Consignes à suivre:
a: Quel livrable le texte fourni désigne-t-il comme le livrable de prédilection ?
b: Résumez le texte fourni en deux phrases.

Texte fourni:
------------------------------

Comment faire pour s’en sortir ?

Il faut tout de suite vous faire une raison : Vous ne pourrez pas dérouler une démarche idéale ! Pour résister à la pression imposée par un rythme de spécification / production soutenu, par exemple dans le cadre d’un développement itératif, il faut réaliser votre intervention sur deux fronts : Conception et Analyse.

Conception minimaliste

  • Être rapide et efficace
  • Apporter votre vision d’expert
  • Imaginer des concepts pérennes
  • S’assurer un bon niveau d’adhésion

Est-ce encore de l’ergonomie ?

C’est une question que vous pourriez vous poser, surtout si vous avez du mal à accéder à une description : de l’utilisateur (ex. : Personas), des besoins (ex. : Cas d’utilisation), de la stratégie de l’entreprise (ex. : Définition et Ciblage projet) ou des informations à gérer (ex. : Architecture de l’information).

Dîtes-vous que oui, c’est encore de l’ergonomie ! Tout simplement parce que vous êtes là, avec vos savoirs, vos savoir-faire et vos savoir-être. Si c’est vous qui vous en occupez dans le temps imparti, l’utilisabilité finale sera toujours meilleure que si c’est un autre qui s’y colle.

Entre produire et échanger, mon cœur balance

Trouvez l’équilibre entre la production en autonomie et l’échange/partage est un exercice difficile.

Produire apporte la matière pour discuter puisque vous matérialisez votre analyse et vos idées. Votre livrable de prédilection : La maquette fil de fer. Pour vous, il semble difficile de ne pas produire d’autres livrables : Une maquette de zone pour la position et l’importance des concepts + un petit guide de conception regroupant vos décisions et raisons. Si vous en avez l’opportunité, consolidez ces livrables avec des échanges informels avec développeurs, graphistes, designer et ergonomes . Ils confirmeront la faisabilité de vos propositions.

Échanger entre deux versions de votre production. Il faut éviter de produire trop longtemps sans communiquer, ça donne un effet “boite noire” mal perçu par le client et les équipes projets. Préférez un fonctionnement en itérations courtes pour obtenir du retour. Vous aurez ainsi connaissance des remarques, des réserves et des résistances. Et comme vous avez peu de temps, ces réunions peuvent également cacher de bonnes idées dans lesquelles vous pourrez piocher. En prenant compte de tous ces éléments dans la version suivante et en mobilisant progressivement de plus en plus d’intervenants, vous obtiendrez une meilleure adhésion de votre livrable final et accélérez ainsi les temps de validation.

Cerise sur le gâteau (à négocier) : Le travail préparatoire. Lorsque vous percevez qu’un élément est particulièrement stratégique pour l’entreprise, tentez de négocier un travail préparatoire dans lequel vous vous offrirez plus de latitude dans votre démarche (renforcer les bases théoriques, le recueil d’informations, la constitution des livrables annexes,etc.). La qualité finale n’en sera évidemment que meilleure.

Analyse éclair

  • S’assurer la prise en compte de vos recommandations (au moins les plus importantes)

------------------------------

[Lignes d'un jeu de données de segmentation]
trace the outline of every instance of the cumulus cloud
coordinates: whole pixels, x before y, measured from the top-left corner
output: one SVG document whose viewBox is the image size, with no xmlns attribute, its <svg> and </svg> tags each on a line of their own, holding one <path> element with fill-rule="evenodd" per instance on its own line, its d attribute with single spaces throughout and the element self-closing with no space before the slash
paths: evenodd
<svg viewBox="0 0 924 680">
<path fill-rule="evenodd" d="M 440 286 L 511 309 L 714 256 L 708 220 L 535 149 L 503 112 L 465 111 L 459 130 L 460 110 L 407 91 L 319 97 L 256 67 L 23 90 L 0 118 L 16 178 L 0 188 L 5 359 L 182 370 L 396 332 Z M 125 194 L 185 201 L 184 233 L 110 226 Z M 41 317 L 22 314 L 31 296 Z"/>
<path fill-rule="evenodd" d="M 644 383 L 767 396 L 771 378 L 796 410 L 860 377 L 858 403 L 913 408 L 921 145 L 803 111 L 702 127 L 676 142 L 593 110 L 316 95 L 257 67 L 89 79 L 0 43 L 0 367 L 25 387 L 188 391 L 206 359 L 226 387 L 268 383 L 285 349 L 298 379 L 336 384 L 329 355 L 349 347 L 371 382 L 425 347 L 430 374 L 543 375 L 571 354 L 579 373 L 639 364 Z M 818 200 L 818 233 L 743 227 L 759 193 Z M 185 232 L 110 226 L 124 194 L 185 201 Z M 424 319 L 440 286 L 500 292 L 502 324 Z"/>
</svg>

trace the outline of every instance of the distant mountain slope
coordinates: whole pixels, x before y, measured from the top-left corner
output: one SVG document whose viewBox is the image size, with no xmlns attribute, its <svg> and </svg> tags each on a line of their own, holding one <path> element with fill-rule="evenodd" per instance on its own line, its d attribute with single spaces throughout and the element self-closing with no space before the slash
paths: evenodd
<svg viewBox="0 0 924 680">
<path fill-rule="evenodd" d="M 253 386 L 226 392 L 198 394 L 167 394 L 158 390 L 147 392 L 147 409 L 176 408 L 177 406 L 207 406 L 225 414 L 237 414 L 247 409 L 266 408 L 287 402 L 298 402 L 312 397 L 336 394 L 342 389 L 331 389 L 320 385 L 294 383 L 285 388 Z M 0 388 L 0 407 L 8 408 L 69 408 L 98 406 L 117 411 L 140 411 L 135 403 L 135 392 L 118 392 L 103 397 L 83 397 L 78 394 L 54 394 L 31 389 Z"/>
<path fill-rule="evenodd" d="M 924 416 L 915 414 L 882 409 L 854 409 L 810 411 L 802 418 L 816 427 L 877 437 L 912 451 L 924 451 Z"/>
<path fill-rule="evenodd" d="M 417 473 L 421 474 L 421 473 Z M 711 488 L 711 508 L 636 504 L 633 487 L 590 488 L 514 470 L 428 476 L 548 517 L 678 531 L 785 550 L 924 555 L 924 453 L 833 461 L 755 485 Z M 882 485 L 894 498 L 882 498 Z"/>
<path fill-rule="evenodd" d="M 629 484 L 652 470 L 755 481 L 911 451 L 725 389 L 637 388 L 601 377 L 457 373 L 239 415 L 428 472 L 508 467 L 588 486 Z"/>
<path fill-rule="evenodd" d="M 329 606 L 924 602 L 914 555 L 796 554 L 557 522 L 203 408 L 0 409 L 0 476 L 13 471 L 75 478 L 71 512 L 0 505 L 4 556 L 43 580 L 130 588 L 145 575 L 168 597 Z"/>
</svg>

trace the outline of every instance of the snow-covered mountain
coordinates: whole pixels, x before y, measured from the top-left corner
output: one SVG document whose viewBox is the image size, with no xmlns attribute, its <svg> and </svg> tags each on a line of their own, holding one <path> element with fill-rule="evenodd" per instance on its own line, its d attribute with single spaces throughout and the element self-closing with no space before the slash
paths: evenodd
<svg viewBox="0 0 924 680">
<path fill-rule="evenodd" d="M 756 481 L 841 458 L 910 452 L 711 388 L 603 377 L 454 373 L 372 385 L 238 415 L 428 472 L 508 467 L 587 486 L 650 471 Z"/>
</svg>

------------------------------

Liste des solutions:
a: La maquette fil de fer.

b: Pour résister au rythme soutenu de spécification et de production d'un développement itératif, il faut renoncer à une démarche idéale et intervenir sur deux fronts : la conception et l'analyse. En conception, il s'agit d'équilibrer la production autonome de livrables, comme la maquette fil de fer, et des échanges en itérations courtes, afin d'obtenir une meilleure adhésion au livrable final et d'accélérer sa validation.